**CONSIGNES**
(A) Répondez à ces questions d'après le texte sur les chefs de clinique en médecine générale :
(i) Combien de chefs de clinique généralistes compte-t-on aujourd'hui environ ?
(ii) Dans quelle ville Paul Frappé s'estime-t-il chanceux ?
(iii) Quelle étape reste-t-il à Paul Frappé pour sa candidature ?
(B) Rédigez la suite du texte sur les chefs de clinique en médecine générale, à partir de sa dernière phrase.

**TEXTE DE LA PAGE**
******************************

La médecine générale n’est pas prête de faire jeux égal avec les autres spécialités. Il y a aujourd’hui environ 70 chefs de cliniques généralistes alors qu’ils sont environ 3000 pour les autres spécialités, pour un nombre d’étudiants similaire. Catherine Laporte désespère “Parfois, on se décourage. En plus de faire la même chose que les autres, il faut déplacer des montagnes pour grappiller deux ou trois postes. On a l’impression d’avoir toujours un train de retard”.

Certains chefs de clinique ont eu l’opportunité d’être dans la bonne université, au bon moment. C’est le cas de Paul Frappé. “Sur Saint Etienne, je suis chanceux. Le doyen a comme projet de développer le département de médecine générale. Il a choisi de construire intelligemment le département de médecine générale, pas en opposition avec les autres spécialités. Je pose donc, avec son soutien, ma candidature pour être maître de conférences titulaire. J’ai passé les étapes locales, il ne reste plus que l’audition au CNU (conseil national des universités)” se réjouit-il.

******************************

[Enregistrements conservés]
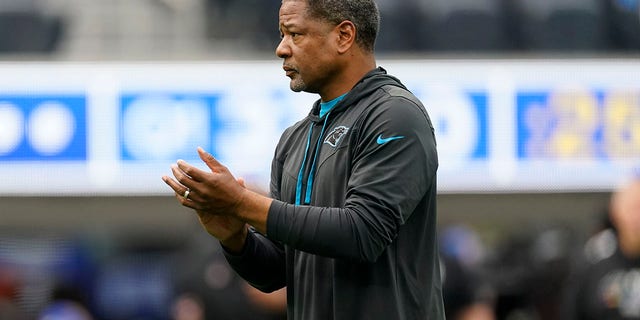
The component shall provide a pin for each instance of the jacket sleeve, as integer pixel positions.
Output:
(261, 262)
(388, 179)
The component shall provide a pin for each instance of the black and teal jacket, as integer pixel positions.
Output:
(352, 232)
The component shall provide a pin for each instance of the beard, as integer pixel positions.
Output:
(297, 84)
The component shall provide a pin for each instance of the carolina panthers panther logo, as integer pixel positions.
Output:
(333, 138)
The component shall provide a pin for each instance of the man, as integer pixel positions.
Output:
(606, 285)
(350, 228)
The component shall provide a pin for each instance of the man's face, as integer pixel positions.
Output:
(306, 48)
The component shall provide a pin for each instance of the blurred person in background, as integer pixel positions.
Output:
(467, 292)
(350, 228)
(606, 282)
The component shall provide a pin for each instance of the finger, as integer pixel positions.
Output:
(182, 177)
(210, 160)
(173, 184)
(191, 172)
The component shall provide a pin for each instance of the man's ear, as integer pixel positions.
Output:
(346, 35)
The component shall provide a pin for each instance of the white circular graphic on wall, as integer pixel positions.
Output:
(51, 128)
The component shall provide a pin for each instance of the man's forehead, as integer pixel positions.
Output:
(293, 8)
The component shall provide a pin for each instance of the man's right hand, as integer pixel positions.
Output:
(229, 230)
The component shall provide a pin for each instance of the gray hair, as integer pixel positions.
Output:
(363, 13)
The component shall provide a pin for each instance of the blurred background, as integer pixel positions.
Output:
(536, 105)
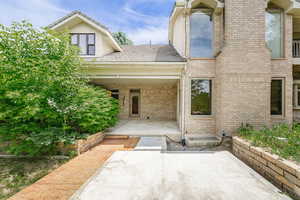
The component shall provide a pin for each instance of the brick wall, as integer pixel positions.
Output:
(282, 173)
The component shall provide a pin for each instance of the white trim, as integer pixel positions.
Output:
(131, 77)
(114, 43)
(135, 63)
(296, 88)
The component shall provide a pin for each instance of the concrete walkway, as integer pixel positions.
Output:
(67, 179)
(151, 175)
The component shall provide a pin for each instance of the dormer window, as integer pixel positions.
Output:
(86, 43)
(201, 34)
(274, 32)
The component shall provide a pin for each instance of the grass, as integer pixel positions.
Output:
(282, 139)
(17, 173)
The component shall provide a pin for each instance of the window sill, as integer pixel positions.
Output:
(202, 58)
(202, 117)
(276, 117)
(278, 59)
(87, 56)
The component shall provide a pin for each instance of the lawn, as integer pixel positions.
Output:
(15, 174)
(282, 139)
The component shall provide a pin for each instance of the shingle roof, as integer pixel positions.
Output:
(143, 53)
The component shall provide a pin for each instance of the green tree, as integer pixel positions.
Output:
(40, 86)
(122, 38)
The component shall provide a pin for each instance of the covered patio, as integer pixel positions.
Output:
(146, 128)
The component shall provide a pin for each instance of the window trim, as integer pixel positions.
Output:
(202, 10)
(296, 88)
(87, 43)
(211, 98)
(282, 29)
(282, 115)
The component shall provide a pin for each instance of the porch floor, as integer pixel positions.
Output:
(145, 128)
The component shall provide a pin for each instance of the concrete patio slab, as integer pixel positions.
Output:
(145, 128)
(177, 176)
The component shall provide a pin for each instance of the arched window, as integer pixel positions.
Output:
(274, 32)
(201, 34)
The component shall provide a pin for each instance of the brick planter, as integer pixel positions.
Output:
(82, 146)
(282, 173)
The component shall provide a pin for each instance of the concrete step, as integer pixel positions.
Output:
(151, 144)
(116, 137)
(194, 140)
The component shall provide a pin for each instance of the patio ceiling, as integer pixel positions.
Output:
(107, 82)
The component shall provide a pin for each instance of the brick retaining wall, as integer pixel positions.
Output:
(282, 173)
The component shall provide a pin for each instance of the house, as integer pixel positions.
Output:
(227, 62)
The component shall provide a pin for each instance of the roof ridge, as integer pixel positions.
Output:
(74, 12)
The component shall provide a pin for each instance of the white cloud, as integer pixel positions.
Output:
(155, 28)
(157, 35)
(38, 12)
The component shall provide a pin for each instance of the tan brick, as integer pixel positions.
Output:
(261, 160)
(275, 168)
(257, 150)
(293, 179)
(287, 166)
(270, 157)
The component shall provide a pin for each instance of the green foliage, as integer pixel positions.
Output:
(122, 38)
(97, 112)
(40, 88)
(282, 139)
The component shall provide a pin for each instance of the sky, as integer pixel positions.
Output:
(141, 20)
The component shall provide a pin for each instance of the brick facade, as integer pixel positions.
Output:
(241, 70)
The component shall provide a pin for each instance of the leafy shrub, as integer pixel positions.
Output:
(282, 139)
(97, 111)
(42, 95)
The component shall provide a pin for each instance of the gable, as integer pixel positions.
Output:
(77, 21)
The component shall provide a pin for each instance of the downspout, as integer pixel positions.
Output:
(183, 77)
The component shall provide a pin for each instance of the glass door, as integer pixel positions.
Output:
(135, 103)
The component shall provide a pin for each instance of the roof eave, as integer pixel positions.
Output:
(89, 21)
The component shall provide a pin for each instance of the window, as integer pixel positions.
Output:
(201, 97)
(277, 97)
(297, 94)
(85, 41)
(274, 33)
(115, 94)
(201, 34)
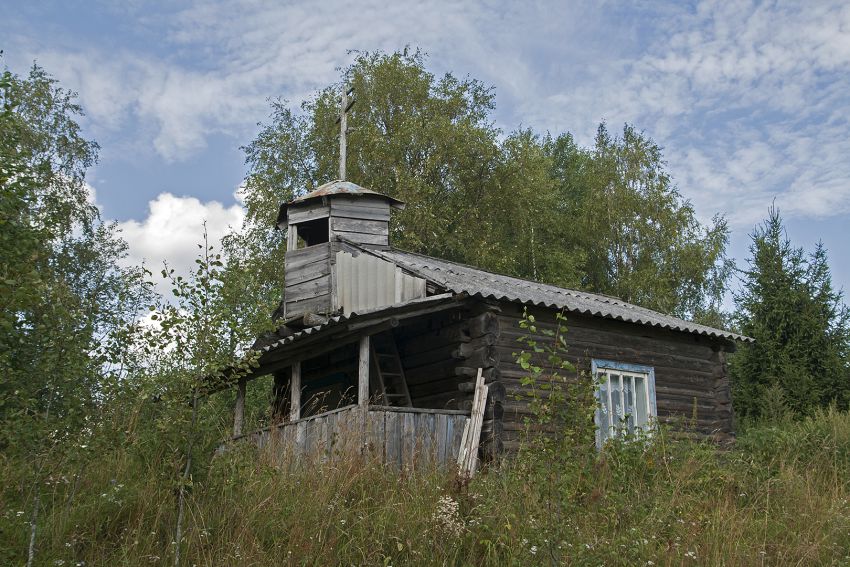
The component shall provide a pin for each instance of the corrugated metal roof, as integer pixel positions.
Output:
(460, 278)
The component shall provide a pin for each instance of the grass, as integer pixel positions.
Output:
(780, 496)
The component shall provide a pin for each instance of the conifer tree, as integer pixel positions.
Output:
(800, 325)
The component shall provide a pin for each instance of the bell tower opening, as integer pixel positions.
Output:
(318, 225)
(310, 233)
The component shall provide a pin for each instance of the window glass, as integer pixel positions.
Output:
(625, 400)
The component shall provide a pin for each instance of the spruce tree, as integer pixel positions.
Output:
(799, 323)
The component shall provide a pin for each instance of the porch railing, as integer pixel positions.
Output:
(407, 437)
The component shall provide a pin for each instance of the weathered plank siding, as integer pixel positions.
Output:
(360, 220)
(307, 280)
(691, 381)
(403, 437)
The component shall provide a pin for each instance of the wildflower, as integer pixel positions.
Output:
(447, 517)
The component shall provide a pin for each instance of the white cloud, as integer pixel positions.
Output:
(749, 99)
(174, 228)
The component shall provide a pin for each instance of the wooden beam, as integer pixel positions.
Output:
(239, 408)
(295, 391)
(363, 373)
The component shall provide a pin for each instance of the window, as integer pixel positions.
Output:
(626, 394)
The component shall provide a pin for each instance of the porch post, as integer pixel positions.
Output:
(295, 391)
(239, 409)
(363, 373)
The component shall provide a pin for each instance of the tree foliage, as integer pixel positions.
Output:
(800, 325)
(606, 219)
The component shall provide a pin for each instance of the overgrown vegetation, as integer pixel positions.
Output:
(780, 497)
(101, 445)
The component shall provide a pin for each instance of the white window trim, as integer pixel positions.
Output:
(625, 370)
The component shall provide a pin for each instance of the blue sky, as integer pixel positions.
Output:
(750, 100)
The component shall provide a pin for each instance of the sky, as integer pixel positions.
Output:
(750, 100)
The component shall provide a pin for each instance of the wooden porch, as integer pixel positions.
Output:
(405, 437)
(346, 388)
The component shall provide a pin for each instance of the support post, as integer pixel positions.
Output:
(239, 408)
(363, 373)
(295, 391)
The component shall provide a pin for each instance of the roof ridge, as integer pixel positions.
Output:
(459, 277)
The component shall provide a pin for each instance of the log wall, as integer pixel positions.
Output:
(691, 381)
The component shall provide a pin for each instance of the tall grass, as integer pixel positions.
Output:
(780, 496)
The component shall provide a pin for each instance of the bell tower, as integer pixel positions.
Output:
(318, 225)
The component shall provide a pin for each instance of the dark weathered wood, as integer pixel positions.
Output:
(363, 372)
(318, 304)
(362, 238)
(295, 215)
(359, 225)
(688, 372)
(239, 408)
(303, 256)
(306, 272)
(315, 287)
(295, 389)
(428, 411)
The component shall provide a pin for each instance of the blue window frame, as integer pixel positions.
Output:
(626, 396)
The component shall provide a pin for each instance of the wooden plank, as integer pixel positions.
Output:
(295, 391)
(308, 289)
(427, 432)
(408, 441)
(392, 438)
(364, 213)
(303, 256)
(364, 226)
(468, 457)
(433, 411)
(376, 203)
(363, 373)
(239, 408)
(295, 216)
(362, 238)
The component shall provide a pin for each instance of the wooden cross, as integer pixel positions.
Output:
(344, 107)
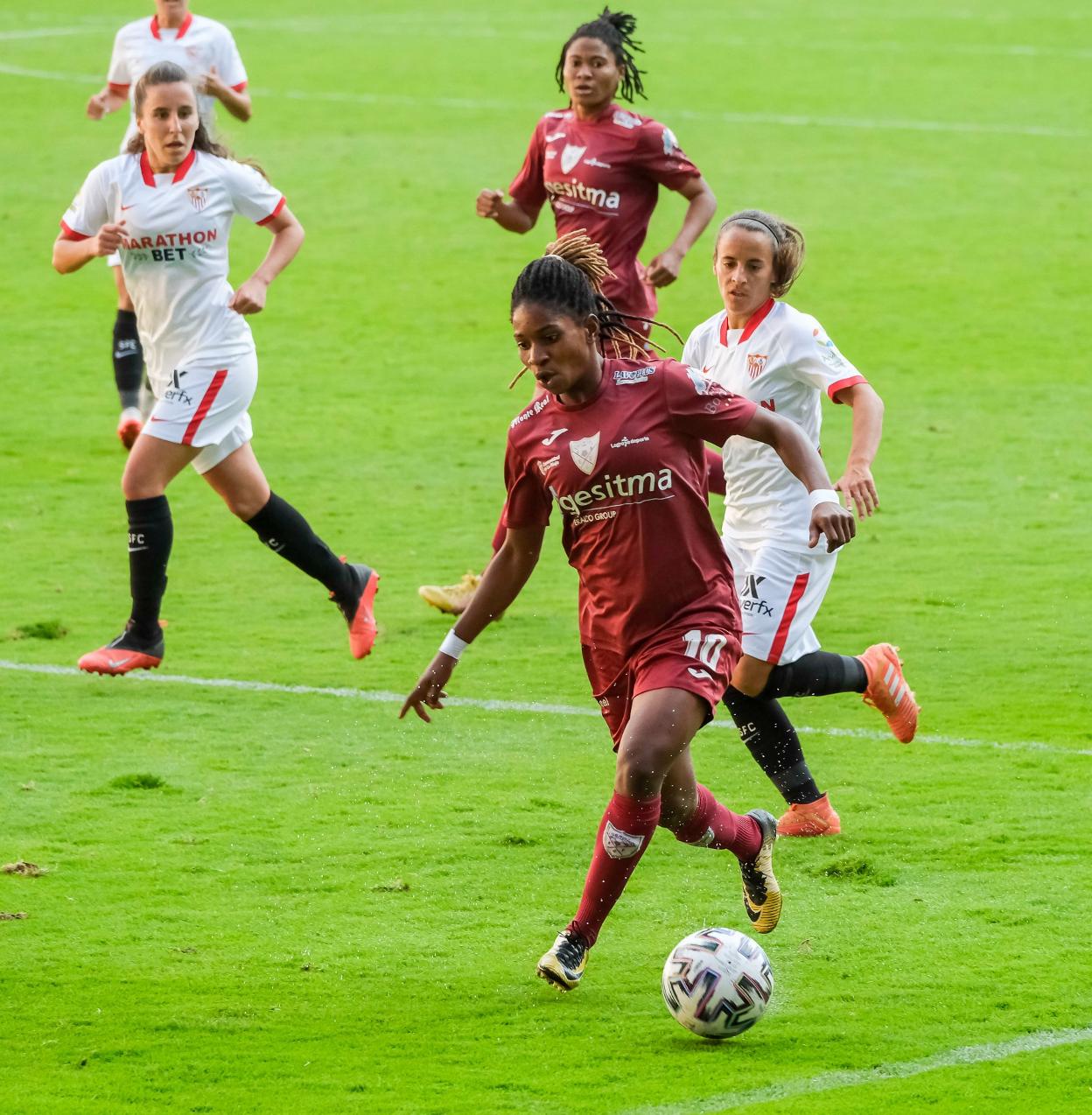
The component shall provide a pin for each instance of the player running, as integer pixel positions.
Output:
(207, 53)
(619, 445)
(763, 349)
(599, 166)
(166, 207)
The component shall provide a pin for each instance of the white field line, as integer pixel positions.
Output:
(390, 24)
(851, 1078)
(771, 119)
(542, 708)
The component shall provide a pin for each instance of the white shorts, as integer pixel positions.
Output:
(780, 593)
(205, 406)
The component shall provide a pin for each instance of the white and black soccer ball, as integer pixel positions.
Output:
(717, 983)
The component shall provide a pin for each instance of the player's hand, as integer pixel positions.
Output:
(489, 202)
(249, 298)
(835, 522)
(857, 485)
(663, 269)
(96, 106)
(211, 84)
(108, 239)
(429, 689)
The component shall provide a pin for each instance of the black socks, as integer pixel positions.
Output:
(150, 536)
(817, 675)
(774, 743)
(129, 359)
(286, 532)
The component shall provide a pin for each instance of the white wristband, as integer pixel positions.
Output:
(452, 646)
(822, 495)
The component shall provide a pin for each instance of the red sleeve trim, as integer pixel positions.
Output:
(842, 383)
(72, 233)
(280, 206)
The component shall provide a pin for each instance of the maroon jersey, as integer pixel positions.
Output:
(604, 175)
(627, 472)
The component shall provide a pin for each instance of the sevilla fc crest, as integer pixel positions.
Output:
(570, 156)
(585, 452)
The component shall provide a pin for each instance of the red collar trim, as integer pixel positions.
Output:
(150, 179)
(752, 322)
(182, 29)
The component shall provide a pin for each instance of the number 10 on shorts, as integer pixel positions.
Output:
(707, 649)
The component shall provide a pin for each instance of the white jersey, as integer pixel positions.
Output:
(783, 361)
(196, 46)
(174, 255)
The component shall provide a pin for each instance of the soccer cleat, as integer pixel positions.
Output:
(810, 818)
(888, 691)
(130, 426)
(452, 599)
(761, 894)
(125, 654)
(358, 613)
(563, 964)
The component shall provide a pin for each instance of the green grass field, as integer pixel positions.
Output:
(313, 908)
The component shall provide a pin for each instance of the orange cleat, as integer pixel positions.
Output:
(359, 614)
(888, 691)
(130, 426)
(811, 818)
(122, 655)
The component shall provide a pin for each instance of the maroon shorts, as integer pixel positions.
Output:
(696, 659)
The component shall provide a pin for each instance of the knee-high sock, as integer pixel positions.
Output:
(712, 825)
(150, 536)
(288, 533)
(129, 359)
(624, 833)
(774, 743)
(817, 675)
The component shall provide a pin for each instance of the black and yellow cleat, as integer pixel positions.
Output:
(761, 894)
(563, 964)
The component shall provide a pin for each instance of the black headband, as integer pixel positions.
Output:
(756, 220)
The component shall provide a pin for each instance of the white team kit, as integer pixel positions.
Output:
(783, 361)
(196, 46)
(200, 354)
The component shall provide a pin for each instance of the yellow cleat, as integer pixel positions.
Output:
(761, 894)
(452, 599)
(563, 964)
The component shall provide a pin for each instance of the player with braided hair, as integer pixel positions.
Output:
(618, 444)
(599, 167)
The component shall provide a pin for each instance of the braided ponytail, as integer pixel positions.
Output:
(569, 277)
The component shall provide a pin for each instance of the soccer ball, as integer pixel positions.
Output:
(717, 983)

******************************

**RÉPONSES PAR CONSIGNE**
(A)
(i) Environ 70.
(ii) À Saint Etienne.
(iii) L'audition au CNU (conseil national des universités).

(B)
 

"Plan B"

Une chance qu’à pu saisir Paul Frappé mais qui n’est pas évidente pour les autres. Peu de postes de maître de conférences sont à pourvoir. Et même si c’était le cas, les candidats sont, en grande partie, jugés sur leurs publications. “En médecine générale, nous n’avons pas de tradition de publication. Peu de choses ont été faites. Quand je suis arrivé, il a fallu tout lancer. On a un gros retard par rapport aux autres. On va le rattraper mais il faudra quelques années” commente Paul Frappé.

L’objectif pour tous est donc de poursuivre les recherches pour augmenter leur nombre de publications et à terme pouvoir se présenter comme maître de conférences. C’est le programme de Mathieu Schuers qui coûte que coûte projette de terminer ses travaux. Pour le moment, il assure ne pas avoir de “plan B”, bien qu’il puisse envisager de trouver un financement afin de réaliser une thèse de sciences qui pourrait lui permettre de finir ses recherches.

De son côté Hélène Vaillant a déjà été contactée pour travailler “à moitié dans le public et à moitié dans le privé”. Une voie qui ne serait pas sa solution idéale mais à laquelle elle songera si la filière universitaire de médecine générale continue à stagner. (Ecoutez le témoignage pour plus de détails)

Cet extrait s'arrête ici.